→ 資料を読み解く:
a. 提示文のうち、「10月7日(日本時間8日午前」を含む語句で始まり「一度もなかったことだという。」で終わる部分を、一字一句変えずに書き写しなさい。
b. 提示文で日本代表の対戦相手として挙げられている国をすべて書き出しなさい。
*** 提示文 ***
10月7日(日本時間8日午前2時キックオフ)にサウジアラビアとの第3節、同12日にオーストラリアとの第4節を控える日本代表だが、サウジアラビア戦はジェッダで行われるアウェー戦(オーストラリア戦は埼玉スタジアムでのホーム開催)のため、9月8日の中国戦(カタール、ハリファ国際スタジアム)に続いてテレビ中継が行われないことになる。中国には1-0で辛勝したものの、9月2日のオマーンとの初戦(パナソニックスタジアム吹田)で0-1の敗戦を喫している日本にとって、今後を占う重要な一戦を見るには、月額1925円(税込)を支払ってDAZNと契約するしか合法的な手段はない。日本代表戦がテレビ中継されなかった例として、最近では2010年1月6日のアジア杯予選イエメン戦(サヌア)、2019年南米選手権があるが、W杯予選では少なくとも21世紀に入ってから一度もなかったことだという。
*** 資料 ***
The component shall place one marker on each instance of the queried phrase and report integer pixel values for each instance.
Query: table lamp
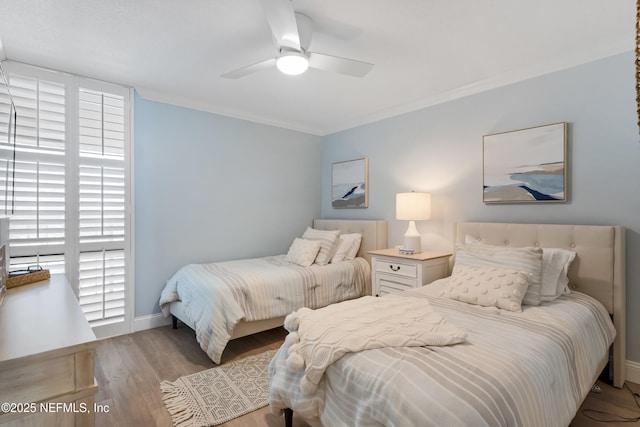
***
→ 解答例:
a.
10月7日(日本時間8日午前2時キックオフ)にサウジアラビアとの第3節、同12日にオーストラリアとの第4節を控える日本代表だが、サウジアラビア戦はジェッダで行われるアウェー戦(オーストラリア戦は埼玉スタジアムでのホーム開催)のため、9月8日の中国戦(カタール、ハリファ国際スタジアム)に続いてテレビ中継が行われないことになる。中国には1-0で辛勝したものの、9月2日のオマーンとの初戦(パナソニックスタジアム吹田)で0-1の敗戦を喫している日本にとって、今後を占う重要な一戦を見るには、月額1925円(税込)を支払ってDAZNと契約するしか合法的な手段はない。日本代表戦がテレビ中継されなかった例として、最近では2010年1月6日のアジア杯予選イエメン戦(サヌア)、2019年南米選手権があるが、W杯予選では少なくとも21世紀に入ってから一度もなかったことだという。

b. サウジアラビア、オーストラリア、中国、オマーン、イエメン